Saved entries >>
Start of Block
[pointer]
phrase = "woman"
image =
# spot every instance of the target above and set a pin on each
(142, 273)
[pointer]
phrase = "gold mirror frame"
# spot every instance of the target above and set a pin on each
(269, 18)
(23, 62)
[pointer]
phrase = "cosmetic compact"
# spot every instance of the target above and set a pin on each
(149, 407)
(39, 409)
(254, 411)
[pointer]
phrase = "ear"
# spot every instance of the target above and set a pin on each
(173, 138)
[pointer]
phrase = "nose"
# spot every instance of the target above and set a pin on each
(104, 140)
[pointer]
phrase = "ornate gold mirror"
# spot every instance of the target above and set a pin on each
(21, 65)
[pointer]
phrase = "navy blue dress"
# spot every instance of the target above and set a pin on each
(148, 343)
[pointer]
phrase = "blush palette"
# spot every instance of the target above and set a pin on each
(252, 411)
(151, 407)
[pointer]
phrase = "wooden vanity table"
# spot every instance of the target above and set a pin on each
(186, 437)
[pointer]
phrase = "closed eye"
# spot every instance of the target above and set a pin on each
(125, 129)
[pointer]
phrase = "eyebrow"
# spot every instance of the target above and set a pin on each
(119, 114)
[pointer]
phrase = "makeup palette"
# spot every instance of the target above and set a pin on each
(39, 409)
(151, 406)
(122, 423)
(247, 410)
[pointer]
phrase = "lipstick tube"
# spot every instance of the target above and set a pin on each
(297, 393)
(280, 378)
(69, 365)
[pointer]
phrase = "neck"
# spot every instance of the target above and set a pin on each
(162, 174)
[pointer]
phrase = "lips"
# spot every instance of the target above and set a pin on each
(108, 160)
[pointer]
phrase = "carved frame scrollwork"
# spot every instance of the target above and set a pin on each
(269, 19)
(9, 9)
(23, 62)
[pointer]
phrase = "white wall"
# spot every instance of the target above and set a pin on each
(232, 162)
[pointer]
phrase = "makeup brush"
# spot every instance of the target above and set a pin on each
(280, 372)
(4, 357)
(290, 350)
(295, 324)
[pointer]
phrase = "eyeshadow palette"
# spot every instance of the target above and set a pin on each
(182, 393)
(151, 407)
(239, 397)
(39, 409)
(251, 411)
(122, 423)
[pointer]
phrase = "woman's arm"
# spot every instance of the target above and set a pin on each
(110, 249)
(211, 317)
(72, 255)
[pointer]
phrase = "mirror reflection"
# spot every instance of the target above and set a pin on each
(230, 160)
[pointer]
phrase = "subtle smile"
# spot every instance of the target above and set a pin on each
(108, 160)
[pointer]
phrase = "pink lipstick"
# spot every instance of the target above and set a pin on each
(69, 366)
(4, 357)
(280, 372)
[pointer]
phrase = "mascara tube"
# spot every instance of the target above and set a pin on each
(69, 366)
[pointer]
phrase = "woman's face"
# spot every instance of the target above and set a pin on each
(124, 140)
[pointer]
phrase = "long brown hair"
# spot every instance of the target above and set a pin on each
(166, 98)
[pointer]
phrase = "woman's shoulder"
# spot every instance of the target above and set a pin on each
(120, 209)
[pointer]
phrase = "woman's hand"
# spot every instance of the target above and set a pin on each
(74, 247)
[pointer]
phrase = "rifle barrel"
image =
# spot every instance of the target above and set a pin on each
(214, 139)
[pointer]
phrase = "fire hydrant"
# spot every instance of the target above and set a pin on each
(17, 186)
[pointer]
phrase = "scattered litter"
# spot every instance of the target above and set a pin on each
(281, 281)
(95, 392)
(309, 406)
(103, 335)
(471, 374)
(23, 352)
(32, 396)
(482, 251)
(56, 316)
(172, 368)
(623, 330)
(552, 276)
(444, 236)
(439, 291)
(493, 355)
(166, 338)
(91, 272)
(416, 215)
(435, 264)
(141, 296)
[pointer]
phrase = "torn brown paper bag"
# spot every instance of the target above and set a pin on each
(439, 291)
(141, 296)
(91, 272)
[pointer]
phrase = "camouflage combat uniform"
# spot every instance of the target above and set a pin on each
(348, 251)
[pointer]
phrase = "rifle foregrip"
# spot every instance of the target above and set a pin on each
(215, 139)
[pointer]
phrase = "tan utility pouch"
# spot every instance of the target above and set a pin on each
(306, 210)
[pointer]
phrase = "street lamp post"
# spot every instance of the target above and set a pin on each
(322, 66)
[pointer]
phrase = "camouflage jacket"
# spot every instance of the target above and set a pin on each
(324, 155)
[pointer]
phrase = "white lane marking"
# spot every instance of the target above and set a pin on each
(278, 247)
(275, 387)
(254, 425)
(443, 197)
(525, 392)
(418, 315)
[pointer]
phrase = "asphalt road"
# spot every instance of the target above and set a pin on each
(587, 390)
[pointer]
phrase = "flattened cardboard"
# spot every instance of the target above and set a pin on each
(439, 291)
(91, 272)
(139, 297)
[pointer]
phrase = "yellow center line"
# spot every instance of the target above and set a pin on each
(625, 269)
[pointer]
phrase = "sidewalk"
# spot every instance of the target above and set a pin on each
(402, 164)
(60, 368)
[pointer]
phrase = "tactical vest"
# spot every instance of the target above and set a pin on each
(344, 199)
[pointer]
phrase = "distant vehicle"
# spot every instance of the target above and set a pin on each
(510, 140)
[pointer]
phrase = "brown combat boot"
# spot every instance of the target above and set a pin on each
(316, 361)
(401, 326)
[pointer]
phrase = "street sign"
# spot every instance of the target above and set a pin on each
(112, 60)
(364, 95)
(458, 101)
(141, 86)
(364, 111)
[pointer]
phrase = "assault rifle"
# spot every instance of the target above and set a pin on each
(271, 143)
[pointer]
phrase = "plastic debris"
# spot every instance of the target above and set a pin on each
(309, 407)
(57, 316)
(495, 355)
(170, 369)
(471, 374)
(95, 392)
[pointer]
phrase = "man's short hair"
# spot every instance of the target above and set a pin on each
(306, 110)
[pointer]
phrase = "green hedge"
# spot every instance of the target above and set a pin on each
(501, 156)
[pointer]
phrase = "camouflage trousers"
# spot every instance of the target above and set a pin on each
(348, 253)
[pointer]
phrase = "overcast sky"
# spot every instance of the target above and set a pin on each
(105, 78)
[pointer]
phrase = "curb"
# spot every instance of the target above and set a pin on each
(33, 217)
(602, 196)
End of Block
Copy out the records shown above, every one, exactly.

Written answer >>
[pointer]
phrase = "woman"
image =
# spot every instance of the target above and set a pin on each
(142, 273)
[pointer]
phrase = "gold mirror frame"
# spot every instance of the target above and set a pin on each
(269, 18)
(23, 62)
[pointer]
phrase = "cosmetic compact"
# spot every instance of the target above and set a pin on each
(149, 407)
(39, 409)
(254, 411)
[pointer]
phrase = "ear"
# spot every instance of the target above and set a pin on each
(173, 138)
[pointer]
phrase = "nose"
# spot every instance of the target above and set a pin on each
(104, 140)
[pointer]
phrase = "ornate gold mirror"
# spot every instance of the target above and set a pin on each
(21, 65)
[pointer]
phrase = "navy blue dress"
# spot every instance of the target above and set a pin on each
(148, 343)
[pointer]
phrase = "blush palette"
# spot every instance of the target above and set a pin on each
(252, 411)
(151, 407)
[pointer]
phrase = "wooden vanity table"
# spot every instance of the target above and set a pin on each
(186, 437)
[pointer]
phrase = "closed eye"
# spot every instance of the target above and set a pin on each
(125, 129)
[pointer]
phrase = "eyebrow"
# spot every instance of the target above and set a pin on each
(119, 114)
[pointer]
phrase = "makeup palette"
# spot every instance of the target above and set a pin on each
(39, 409)
(151, 406)
(122, 423)
(247, 410)
[pointer]
phrase = "lipstick tube"
# spot every instance of the target above and set a pin on each
(297, 393)
(280, 378)
(69, 365)
[pointer]
phrase = "neck"
# spot every instance of the target above and set a pin on each
(162, 174)
[pointer]
phrase = "lips"
# spot every instance of the target above and set a pin on each
(108, 160)
[pointer]
phrase = "carved frame scrollwork"
# spot every instance of the target above and set a pin on each
(269, 19)
(9, 9)
(23, 62)
[pointer]
phrase = "white wall"
# spot every instance of the target above and set a pin on each
(232, 162)
[pointer]
phrase = "makeup brush"
# spot every instance of the target above and set a pin on each
(280, 372)
(4, 357)
(290, 350)
(295, 324)
[pointer]
phrase = "eyeshadow palette"
# spot every instance of the target above and set a pin on each
(182, 393)
(151, 407)
(239, 397)
(39, 409)
(251, 411)
(122, 423)
[pointer]
phrase = "woman's arm"
# spot every instance of the target above and set a pin on each
(110, 249)
(211, 317)
(72, 255)
[pointer]
phrase = "mirror reflection"
# spot every instance of the target above and set a pin on each
(230, 160)
[pointer]
phrase = "subtle smile"
# spot every instance of the target above and set a pin on each
(108, 160)
[pointer]
phrase = "pink lipstick"
# spot every instance of the target above and set a pin on each
(69, 366)
(4, 357)
(280, 372)
[pointer]
phrase = "mascara tube"
# spot every instance of the target above and set a pin on each
(69, 366)
[pointer]
phrase = "woman's face"
# spot every instance of the target above and set a pin on each
(124, 140)
[pointer]
phrase = "long brown hair"
# spot every instance of the target above and set a pin on each
(166, 98)
[pointer]
phrase = "woman's shoulder"
# spot every instance of the target above and set a pin on each
(120, 209)
[pointer]
phrase = "woman's hand"
# spot every instance of the target above and set a pin on each
(74, 247)
[pointer]
phrase = "rifle barrel"
image =
# spot every instance of the target above and set a pin on each
(214, 139)
[pointer]
phrase = "fire hydrant"
# spot every instance of the target above and set a pin on each
(17, 186)
[pointer]
phrase = "scattered litter"
# spot every instance of the target above and set a pin on each
(281, 281)
(95, 392)
(309, 406)
(103, 335)
(471, 374)
(23, 352)
(32, 396)
(482, 251)
(56, 316)
(172, 368)
(623, 330)
(552, 276)
(444, 236)
(439, 291)
(493, 355)
(166, 338)
(91, 272)
(416, 215)
(435, 264)
(141, 296)
[pointer]
phrase = "torn brown paper bag"
# spot every instance of the target above and set a pin on each
(439, 291)
(141, 296)
(91, 272)
[pointer]
phrase = "camouflage combat uniform"
# spot every instance of the target above and set a pin on each
(348, 251)
[pointer]
phrase = "rifle foregrip"
# spot every instance of the target above and set a pin on each
(215, 139)
[pointer]
phrase = "tan utility pouch"
# spot every instance of the target above and set a pin on each
(306, 210)
[pointer]
phrase = "street lamp post"
# spot every instance of the target above and set a pin on each
(322, 66)
[pointer]
phrase = "camouflage jacket"
# spot every instance of the target above and set a pin on each
(324, 155)
[pointer]
phrase = "white lane marking"
# spot every instance of the target above and set a pin on each
(278, 247)
(275, 387)
(254, 425)
(443, 197)
(525, 392)
(418, 315)
[pointer]
phrase = "asphalt road"
# spot every instance of the target above and set a pin on each
(587, 390)
[pointer]
phrase = "flattened cardboard"
# spot every instance of the target above and set a pin on each
(439, 291)
(91, 272)
(139, 297)
[pointer]
phrase = "yellow center line"
# spot every instance of the target above and set a pin on each
(625, 269)
[pointer]
phrase = "sidewalk"
# spot every instance of the target above and set a pin on each
(402, 164)
(60, 368)
[pointer]
phrase = "tactical vest"
# spot every instance of the target above and set a pin on each
(344, 199)
[pointer]
phrase = "distant vehicle"
# spot every instance of the target above and set a pin on each
(510, 140)
[pointer]
phrase = "brown combat boot"
# spot every instance of the target above and set a pin on each
(316, 361)
(401, 326)
[pointer]
phrase = "street sign"
# spot every instance of the target above and set a pin on each
(112, 60)
(364, 95)
(458, 101)
(141, 86)
(364, 111)
[pointer]
phrase = "assault rifle"
# spot every instance of the target above and set a pin on each
(271, 143)
[pointer]
phrase = "plastic debris"
# spot every instance of the target above and set a pin on each
(309, 407)
(57, 316)
(495, 355)
(170, 369)
(471, 374)
(95, 392)
[pointer]
phrase = "man's short hair"
# spot every instance of the target above and set a pin on each
(306, 110)
[pointer]
phrase = "green hedge"
# spot every instance of the target above and set a pin on each
(501, 156)
[pointer]
phrase = "camouflage trousers"
# spot every instance of the target above and set a pin on each
(348, 253)
[pointer]
phrase = "overcast sky"
# spot every instance of the target above and set a pin on each
(105, 78)
[pointer]
phrase = "curb"
# spot every instance of the target above and set a pin on each
(33, 217)
(602, 196)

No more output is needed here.